§ **WHAT THE TASK REQUIRES**
Consider the listing below. Extract exactly the lines from the line containing "of the woman" to the line containing "the white knee-high", both included.
----
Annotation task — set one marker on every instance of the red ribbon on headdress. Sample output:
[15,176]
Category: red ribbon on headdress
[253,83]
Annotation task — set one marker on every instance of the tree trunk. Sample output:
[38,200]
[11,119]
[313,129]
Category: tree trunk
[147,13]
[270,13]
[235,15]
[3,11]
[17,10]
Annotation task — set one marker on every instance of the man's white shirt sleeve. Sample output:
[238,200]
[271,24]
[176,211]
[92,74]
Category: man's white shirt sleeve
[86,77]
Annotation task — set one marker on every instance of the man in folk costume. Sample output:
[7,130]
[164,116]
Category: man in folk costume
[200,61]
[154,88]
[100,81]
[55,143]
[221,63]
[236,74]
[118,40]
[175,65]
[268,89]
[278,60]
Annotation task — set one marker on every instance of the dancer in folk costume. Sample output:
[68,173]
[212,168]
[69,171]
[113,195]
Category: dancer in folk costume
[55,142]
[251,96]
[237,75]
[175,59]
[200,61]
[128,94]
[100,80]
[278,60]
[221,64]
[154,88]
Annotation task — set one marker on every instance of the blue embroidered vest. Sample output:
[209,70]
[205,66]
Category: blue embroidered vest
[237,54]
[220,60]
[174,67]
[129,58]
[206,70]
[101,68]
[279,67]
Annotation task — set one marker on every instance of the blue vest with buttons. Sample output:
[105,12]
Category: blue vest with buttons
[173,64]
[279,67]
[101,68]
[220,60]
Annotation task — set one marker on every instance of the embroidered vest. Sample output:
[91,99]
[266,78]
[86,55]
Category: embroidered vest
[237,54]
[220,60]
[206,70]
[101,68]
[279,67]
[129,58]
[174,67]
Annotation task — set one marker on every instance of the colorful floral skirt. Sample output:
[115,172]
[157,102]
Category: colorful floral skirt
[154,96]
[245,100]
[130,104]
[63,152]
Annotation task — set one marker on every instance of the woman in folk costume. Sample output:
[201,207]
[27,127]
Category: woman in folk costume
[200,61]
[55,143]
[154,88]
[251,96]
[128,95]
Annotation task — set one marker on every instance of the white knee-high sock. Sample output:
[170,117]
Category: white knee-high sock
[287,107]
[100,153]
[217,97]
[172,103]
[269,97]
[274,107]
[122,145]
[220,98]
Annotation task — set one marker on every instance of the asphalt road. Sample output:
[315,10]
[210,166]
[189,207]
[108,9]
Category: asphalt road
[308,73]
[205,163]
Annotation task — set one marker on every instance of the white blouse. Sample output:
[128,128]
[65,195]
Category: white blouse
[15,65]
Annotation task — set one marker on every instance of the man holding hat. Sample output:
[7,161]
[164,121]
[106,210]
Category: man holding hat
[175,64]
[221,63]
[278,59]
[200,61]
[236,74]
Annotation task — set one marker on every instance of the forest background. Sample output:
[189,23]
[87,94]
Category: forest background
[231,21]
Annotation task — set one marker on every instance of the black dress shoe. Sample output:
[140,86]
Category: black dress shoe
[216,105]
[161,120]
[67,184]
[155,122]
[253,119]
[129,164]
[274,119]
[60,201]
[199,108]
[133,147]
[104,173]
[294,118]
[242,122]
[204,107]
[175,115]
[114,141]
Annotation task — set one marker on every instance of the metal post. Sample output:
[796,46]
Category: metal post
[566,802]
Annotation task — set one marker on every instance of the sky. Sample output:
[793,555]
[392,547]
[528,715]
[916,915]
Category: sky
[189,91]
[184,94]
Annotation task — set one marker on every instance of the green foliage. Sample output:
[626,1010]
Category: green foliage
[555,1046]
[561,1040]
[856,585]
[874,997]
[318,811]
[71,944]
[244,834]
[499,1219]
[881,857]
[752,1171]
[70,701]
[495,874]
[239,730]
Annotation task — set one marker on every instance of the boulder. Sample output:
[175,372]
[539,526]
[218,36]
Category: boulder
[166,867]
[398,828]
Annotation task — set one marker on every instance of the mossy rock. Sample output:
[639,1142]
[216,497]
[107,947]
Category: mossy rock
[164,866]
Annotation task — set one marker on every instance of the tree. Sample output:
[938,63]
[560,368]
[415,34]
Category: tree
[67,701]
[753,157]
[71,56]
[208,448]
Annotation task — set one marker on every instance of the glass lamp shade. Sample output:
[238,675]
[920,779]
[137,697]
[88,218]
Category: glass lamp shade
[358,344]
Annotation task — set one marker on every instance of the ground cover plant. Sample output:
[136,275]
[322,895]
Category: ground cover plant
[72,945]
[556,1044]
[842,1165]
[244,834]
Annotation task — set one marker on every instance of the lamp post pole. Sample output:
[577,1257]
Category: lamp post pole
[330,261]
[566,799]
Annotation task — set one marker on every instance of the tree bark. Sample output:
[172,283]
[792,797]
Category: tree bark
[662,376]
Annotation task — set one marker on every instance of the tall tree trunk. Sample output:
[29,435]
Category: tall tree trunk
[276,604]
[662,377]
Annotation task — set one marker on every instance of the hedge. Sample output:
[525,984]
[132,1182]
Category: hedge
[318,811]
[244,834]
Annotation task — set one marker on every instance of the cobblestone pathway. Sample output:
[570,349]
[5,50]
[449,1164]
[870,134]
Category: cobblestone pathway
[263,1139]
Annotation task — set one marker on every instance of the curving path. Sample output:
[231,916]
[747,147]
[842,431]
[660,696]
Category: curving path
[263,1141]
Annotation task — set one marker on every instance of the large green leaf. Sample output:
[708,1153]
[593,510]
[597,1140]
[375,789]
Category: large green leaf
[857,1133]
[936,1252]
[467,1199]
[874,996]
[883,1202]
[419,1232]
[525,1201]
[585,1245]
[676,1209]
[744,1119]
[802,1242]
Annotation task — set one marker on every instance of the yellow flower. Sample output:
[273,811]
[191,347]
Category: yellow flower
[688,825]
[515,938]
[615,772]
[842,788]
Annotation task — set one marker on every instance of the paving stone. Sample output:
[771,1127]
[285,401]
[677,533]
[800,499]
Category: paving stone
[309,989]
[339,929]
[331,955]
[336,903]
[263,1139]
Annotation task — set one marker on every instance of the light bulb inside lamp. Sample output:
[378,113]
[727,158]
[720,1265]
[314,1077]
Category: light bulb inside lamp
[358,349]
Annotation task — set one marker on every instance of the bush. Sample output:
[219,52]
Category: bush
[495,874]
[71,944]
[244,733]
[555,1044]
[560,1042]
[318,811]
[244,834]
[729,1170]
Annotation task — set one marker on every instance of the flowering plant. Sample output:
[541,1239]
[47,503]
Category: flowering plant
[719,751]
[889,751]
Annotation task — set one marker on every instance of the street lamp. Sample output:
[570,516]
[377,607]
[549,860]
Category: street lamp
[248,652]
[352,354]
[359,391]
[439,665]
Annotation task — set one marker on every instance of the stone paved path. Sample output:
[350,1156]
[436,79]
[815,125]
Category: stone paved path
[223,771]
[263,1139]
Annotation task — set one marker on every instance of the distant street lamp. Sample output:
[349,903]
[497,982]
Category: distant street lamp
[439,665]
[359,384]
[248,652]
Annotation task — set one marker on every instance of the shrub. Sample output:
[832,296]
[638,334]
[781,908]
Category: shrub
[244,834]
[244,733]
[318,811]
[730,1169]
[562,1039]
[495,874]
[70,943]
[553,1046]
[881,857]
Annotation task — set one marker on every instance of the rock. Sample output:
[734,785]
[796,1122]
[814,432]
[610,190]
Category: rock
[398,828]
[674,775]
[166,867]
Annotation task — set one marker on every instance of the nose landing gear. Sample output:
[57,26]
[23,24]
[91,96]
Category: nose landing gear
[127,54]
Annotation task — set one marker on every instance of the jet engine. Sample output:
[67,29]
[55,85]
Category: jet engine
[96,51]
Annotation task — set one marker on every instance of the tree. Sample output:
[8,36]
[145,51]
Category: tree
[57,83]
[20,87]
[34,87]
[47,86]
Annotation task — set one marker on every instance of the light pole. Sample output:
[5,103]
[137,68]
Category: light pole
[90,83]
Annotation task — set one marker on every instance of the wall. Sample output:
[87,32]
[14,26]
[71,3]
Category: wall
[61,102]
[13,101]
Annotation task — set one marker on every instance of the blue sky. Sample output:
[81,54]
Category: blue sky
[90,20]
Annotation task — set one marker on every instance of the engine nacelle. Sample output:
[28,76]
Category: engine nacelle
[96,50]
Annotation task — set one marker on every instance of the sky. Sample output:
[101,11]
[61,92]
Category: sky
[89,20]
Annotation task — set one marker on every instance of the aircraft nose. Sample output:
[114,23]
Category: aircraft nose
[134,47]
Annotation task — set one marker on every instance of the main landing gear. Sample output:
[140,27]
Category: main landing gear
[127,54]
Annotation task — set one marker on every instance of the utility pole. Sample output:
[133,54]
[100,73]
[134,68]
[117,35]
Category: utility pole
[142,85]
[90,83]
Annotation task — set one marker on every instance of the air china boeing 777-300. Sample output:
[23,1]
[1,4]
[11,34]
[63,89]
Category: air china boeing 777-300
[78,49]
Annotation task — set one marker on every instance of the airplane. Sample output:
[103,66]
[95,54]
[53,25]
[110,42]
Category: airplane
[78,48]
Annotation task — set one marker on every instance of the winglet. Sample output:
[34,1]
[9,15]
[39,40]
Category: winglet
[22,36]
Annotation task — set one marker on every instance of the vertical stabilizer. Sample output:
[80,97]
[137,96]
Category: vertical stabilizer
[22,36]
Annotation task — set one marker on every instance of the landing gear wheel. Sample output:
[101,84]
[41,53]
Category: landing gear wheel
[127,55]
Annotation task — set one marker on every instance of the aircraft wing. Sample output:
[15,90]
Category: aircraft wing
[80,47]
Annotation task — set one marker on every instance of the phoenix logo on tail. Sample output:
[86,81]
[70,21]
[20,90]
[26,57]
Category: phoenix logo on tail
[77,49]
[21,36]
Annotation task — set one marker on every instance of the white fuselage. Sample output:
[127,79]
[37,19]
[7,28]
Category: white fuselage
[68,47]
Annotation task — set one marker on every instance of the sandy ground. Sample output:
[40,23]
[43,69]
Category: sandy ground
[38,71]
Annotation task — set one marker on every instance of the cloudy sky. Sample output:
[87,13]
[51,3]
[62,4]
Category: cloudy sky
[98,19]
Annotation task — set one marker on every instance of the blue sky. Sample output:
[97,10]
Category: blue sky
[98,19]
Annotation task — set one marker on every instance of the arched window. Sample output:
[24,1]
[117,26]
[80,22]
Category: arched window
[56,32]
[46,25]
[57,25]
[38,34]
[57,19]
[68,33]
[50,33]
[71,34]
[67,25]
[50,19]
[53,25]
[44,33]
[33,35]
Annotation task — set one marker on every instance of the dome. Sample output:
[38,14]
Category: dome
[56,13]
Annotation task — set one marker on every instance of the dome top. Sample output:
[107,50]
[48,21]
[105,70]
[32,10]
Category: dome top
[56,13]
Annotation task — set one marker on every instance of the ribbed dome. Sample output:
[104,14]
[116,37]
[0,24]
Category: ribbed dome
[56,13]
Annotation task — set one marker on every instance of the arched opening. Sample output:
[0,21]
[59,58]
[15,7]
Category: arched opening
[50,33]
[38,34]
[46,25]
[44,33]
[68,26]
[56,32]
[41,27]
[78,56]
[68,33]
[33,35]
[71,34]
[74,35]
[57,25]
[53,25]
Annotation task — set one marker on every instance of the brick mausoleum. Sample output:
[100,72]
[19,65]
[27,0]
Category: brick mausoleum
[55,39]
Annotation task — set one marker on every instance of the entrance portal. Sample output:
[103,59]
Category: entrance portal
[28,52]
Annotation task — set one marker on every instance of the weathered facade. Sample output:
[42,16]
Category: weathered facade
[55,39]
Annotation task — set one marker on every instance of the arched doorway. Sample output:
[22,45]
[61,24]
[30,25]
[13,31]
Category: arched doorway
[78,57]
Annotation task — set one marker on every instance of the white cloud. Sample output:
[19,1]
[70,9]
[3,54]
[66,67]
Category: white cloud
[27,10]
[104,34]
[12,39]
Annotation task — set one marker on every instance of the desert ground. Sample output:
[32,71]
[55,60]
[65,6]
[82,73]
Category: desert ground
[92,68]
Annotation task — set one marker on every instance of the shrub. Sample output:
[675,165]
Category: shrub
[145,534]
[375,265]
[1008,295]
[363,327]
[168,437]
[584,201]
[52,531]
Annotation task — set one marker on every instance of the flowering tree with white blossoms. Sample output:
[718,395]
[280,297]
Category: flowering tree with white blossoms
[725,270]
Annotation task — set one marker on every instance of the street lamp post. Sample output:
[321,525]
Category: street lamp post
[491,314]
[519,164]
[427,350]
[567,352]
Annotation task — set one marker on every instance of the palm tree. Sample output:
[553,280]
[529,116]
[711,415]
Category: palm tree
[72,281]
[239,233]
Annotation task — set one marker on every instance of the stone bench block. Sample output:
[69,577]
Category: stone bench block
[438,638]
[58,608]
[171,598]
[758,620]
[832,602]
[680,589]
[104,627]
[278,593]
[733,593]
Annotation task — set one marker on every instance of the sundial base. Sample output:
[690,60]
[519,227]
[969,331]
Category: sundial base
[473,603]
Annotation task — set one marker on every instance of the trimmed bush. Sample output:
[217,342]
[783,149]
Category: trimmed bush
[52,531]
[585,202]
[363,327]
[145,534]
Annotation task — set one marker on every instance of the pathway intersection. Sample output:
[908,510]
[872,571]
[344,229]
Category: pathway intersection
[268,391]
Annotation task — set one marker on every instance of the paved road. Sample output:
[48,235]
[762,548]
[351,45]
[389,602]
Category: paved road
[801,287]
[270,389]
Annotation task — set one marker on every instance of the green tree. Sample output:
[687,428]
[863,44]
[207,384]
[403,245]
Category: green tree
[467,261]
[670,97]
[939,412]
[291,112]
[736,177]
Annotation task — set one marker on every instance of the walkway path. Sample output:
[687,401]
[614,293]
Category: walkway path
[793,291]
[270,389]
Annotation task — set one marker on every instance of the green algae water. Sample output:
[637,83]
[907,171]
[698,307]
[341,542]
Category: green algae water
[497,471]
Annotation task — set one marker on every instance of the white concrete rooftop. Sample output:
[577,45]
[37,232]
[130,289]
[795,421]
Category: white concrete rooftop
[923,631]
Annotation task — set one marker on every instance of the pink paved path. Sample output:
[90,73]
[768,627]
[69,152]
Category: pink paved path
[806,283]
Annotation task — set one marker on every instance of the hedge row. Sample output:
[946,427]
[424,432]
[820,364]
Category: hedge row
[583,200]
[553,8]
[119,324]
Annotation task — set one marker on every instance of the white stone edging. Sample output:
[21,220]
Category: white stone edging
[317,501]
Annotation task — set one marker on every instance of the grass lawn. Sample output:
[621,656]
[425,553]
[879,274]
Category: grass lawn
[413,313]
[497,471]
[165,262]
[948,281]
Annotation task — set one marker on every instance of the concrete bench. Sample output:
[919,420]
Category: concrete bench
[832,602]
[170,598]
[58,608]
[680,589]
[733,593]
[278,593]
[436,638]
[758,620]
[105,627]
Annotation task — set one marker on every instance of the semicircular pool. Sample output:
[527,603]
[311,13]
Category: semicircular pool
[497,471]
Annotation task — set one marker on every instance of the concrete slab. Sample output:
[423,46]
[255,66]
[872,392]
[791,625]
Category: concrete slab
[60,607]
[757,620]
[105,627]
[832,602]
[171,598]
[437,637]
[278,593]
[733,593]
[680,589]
----
§ **TASK OUTPUT**
Annotation task — set one marker on every instance of the woman in folk costume. Sample output:
[201,207]
[27,127]
Category: woman in folk costume
[200,61]
[55,143]
[154,88]
[251,96]
[128,95]
Annotation task — set one marker on every instance of the white knee-high sock. Sample output:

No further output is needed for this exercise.